*Referring expression pointing data*:
----------
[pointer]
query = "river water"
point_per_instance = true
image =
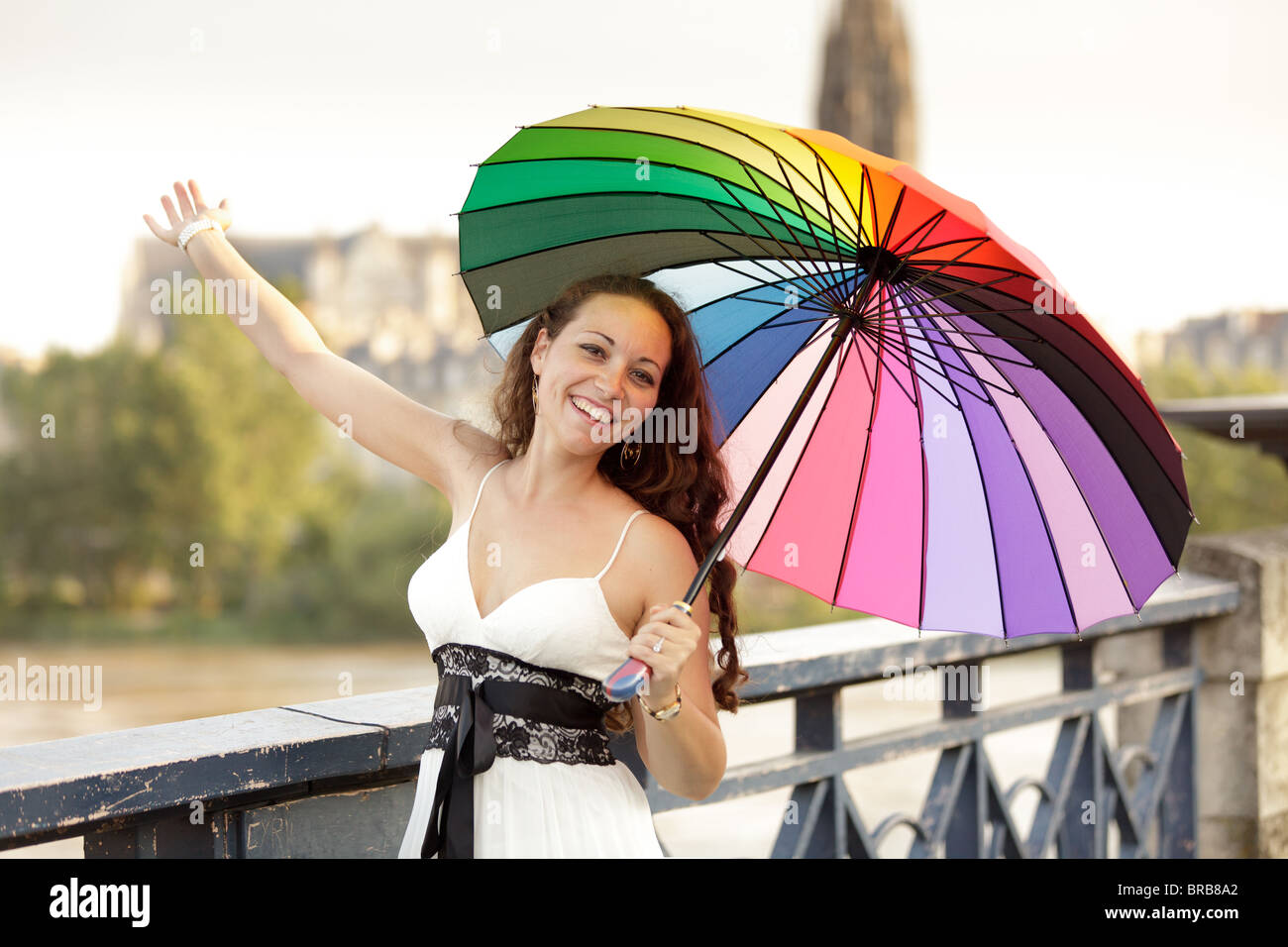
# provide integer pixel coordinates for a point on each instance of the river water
(153, 684)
----------
Without any of the pictures, set the entries down again exactly as written.

*Response below*:
[pointer]
query = "river water"
point_per_instance = true
image =
# provide integer pixel coordinates for a point on each instance of the river water
(153, 684)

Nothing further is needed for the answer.